>>>

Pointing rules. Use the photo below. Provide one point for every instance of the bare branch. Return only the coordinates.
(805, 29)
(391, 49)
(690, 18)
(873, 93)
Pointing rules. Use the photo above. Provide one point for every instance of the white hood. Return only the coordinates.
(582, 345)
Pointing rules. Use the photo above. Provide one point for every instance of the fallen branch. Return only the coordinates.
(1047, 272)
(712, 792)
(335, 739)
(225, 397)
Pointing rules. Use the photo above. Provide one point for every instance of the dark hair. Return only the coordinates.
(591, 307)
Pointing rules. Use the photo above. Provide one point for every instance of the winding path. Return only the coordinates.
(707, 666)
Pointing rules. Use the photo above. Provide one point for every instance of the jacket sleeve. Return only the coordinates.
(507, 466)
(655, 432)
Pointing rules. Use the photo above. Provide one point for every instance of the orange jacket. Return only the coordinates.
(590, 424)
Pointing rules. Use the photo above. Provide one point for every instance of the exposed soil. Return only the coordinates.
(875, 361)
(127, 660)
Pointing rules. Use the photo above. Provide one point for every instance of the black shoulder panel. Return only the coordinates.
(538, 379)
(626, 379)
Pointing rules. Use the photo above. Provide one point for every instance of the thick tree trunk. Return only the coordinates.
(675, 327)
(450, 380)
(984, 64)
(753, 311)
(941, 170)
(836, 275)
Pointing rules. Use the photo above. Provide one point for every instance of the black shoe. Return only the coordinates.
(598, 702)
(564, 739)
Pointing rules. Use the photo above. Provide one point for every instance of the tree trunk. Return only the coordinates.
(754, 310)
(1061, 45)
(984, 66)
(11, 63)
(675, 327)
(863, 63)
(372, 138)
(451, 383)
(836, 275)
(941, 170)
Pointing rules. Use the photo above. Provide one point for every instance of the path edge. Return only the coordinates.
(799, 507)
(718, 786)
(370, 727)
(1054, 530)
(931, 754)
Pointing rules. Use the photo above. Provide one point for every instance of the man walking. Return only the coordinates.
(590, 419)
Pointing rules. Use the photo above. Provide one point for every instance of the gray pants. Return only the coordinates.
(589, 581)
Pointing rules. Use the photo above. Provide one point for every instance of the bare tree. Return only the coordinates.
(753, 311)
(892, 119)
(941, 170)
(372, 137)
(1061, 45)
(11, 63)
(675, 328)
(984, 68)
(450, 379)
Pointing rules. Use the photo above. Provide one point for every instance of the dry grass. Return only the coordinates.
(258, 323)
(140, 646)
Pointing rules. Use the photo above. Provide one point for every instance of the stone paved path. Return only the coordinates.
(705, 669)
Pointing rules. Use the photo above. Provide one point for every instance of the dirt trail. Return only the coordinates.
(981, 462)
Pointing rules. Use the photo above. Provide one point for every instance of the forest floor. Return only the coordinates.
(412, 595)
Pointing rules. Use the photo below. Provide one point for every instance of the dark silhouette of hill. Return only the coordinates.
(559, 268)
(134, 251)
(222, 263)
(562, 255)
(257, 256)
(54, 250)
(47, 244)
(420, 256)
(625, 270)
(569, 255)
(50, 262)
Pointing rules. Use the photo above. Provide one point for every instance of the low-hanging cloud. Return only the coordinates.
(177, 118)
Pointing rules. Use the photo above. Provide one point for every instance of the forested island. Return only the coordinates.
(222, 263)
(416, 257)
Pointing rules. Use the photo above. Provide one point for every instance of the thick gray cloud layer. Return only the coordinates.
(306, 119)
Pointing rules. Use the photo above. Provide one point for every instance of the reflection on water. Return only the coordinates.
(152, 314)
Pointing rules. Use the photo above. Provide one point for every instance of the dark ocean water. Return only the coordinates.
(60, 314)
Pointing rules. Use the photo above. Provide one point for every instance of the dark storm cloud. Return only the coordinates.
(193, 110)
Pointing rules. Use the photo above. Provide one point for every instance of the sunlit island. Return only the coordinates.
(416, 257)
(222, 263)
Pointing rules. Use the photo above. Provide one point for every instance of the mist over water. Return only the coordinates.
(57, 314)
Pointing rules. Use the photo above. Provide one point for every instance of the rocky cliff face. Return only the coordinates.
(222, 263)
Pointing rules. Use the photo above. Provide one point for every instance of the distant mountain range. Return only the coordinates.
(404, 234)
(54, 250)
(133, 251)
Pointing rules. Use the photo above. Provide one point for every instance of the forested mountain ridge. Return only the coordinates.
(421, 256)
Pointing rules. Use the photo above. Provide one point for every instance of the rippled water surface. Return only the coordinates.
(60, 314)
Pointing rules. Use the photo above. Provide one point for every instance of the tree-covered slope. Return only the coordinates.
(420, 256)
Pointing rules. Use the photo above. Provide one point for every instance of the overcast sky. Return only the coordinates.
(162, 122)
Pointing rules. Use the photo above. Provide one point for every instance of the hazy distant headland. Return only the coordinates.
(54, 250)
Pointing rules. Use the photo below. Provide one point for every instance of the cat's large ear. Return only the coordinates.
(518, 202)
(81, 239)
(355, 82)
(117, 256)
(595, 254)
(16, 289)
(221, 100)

<<<

_JOB_
Please output every record, keeping each line exact.

_OUTPUT OF THE TASK_
Pointing rules. Use the photo below. Provide one point for every instance of the bare branch. Return only the coordinates.
(805, 29)
(391, 49)
(690, 18)
(873, 93)
Pointing rules. Use the photo above. Provide one point for every instance of the white hood. Return only the coordinates.
(582, 345)
Pointing rules. Use the photo above. Provide one point for every instance of the fallen branch. Return only the coordinates.
(1047, 272)
(712, 792)
(335, 739)
(225, 397)
Pointing rules. Use the photo above. Provide one point for every instance of the dark hair. Return only the coordinates.
(591, 307)
Pointing rules. Use the photo above. Provide one point for every instance of the winding path. Return only the coordinates.
(707, 666)
Pointing rules. Use the photo above. Provide one point for every instance of the jacket sleeve. Return only the coordinates.
(507, 466)
(655, 432)
Pointing rules. Use the photo above. Provide one point for every instance of the orange jacket. Return only the coordinates.
(590, 424)
Pointing rules. Use the photo above. Provide one point for every instance of the exposed soil. Return only the coordinates.
(875, 361)
(127, 660)
Pointing rules. Use the photo above. Provide one point for every instance of the black shoulder panel. Return only the coordinates.
(538, 379)
(626, 379)
Pointing rules. Use the photo above. Provide one point for every instance of the thick tree trunk. Return only the coordinates.
(675, 327)
(450, 380)
(984, 64)
(753, 311)
(941, 170)
(836, 275)
Pointing rules. Use the photo above. Provide one point for every instance of the black shoe. Return only the coordinates.
(598, 702)
(564, 739)
Pointing rules. Use the photo above. Provide one point for every instance of the tree trunk. Return only the coordinates.
(754, 310)
(1061, 45)
(984, 66)
(11, 63)
(675, 327)
(863, 63)
(372, 138)
(451, 383)
(836, 275)
(941, 170)
Pointing rules. Use the photo above. Provide one point for every instance of the path edge. Return only the coordinates.
(799, 507)
(718, 786)
(370, 727)
(1054, 530)
(931, 754)
Pointing rules. Use the photo above. Provide one point for every instance of the man walking. Return only the coordinates.
(590, 419)
Pointing rules. Use the photo above. Provide one point for every instance of the gray pants. Return only the coordinates.
(589, 581)
Pointing rules. Use the photo above. Provide one point for every instance of the bare tree. Return only the coordinates.
(753, 311)
(892, 119)
(941, 170)
(372, 137)
(1061, 45)
(11, 63)
(675, 328)
(984, 68)
(450, 379)
Pointing rules. Use the photo above. Provide one point for every instance of the dry grass. Return only the coordinates.
(258, 323)
(140, 646)
Pointing rules. Use the photo above. Provide one point for every instance of the stone paved path. Return only the coordinates.
(705, 669)
Pointing rules. Use the photo above. Provide one point for every instance of the dirt trail. Return only the coordinates.
(981, 462)
Pointing rules. Use the photo above. Provide one point for every instance of the forest floor. Return only the coordinates.
(412, 595)
Pointing rules. Use the photo below. Provide one point for every instance of the dark silhouette of hill. Return only the coordinates.
(559, 268)
(134, 251)
(222, 263)
(562, 255)
(257, 256)
(54, 250)
(47, 244)
(420, 256)
(625, 270)
(569, 255)
(50, 262)
Pointing rules. Use the photo above. Provide one point for every instance of the low-hanging cloud. Return only the coordinates.
(177, 118)
Pointing rules. Use the photo above. Provide one point for every instance of the forested island. Return only the coordinates.
(222, 263)
(416, 257)
Pointing rules. Use the photo above. Provide one point for every instance of the thick gray cloud layer. Return only the coordinates.
(306, 119)
Pointing rules. Use the photo above. Provide one point for every instance of the reflection on water. Return only the coordinates.
(152, 314)
Pointing rules. Use the photo above. Provide one point for every instance of the dark ocean water. Return only the coordinates.
(60, 314)
Pointing rules. Use the photo above. Provide one point for every instance of the dark storm cloud. Return only the coordinates.
(193, 110)
Pointing rules. Use the photo above. Provide one point for every instance of the sunlit island. Return only the coordinates.
(416, 257)
(222, 263)
Pointing rules. Use the photo above. Provide one point for every instance of the mist over water. Return only the coordinates.
(57, 314)
Pointing rules. Use the photo above. Provide one point for every instance of the rocky cliff face. Return only the coordinates.
(222, 263)
Pointing rules. Use the photo above. Provide one point for every instance of the distant mountain range. Return only the coordinates.
(404, 234)
(54, 250)
(133, 251)
Pointing rules. Use the photo above. Provide one point for every instance of the forested mountain ridge. Return only the coordinates.
(421, 256)
Pointing rules. Use the photo above. Provide one point for every instance of the rippled water surface. Return only the coordinates.
(60, 314)
Pointing rules. Use the photo above. Provide one point for every instance of the tree-covered slope. Return only the coordinates.
(420, 256)
Pointing rules. Use the photo above. Provide one point for every instance of the overcast sky. Return only the coordinates.
(162, 122)
Pointing rules. Use the photo above. Provide one point for every instance of the hazy distant headland. Return only the coordinates.
(54, 250)
Pointing rules. Use the photo below. Provide one point for every instance of the cat's large ear. Return only the coordinates.
(518, 202)
(81, 239)
(355, 82)
(117, 256)
(595, 254)
(16, 289)
(221, 100)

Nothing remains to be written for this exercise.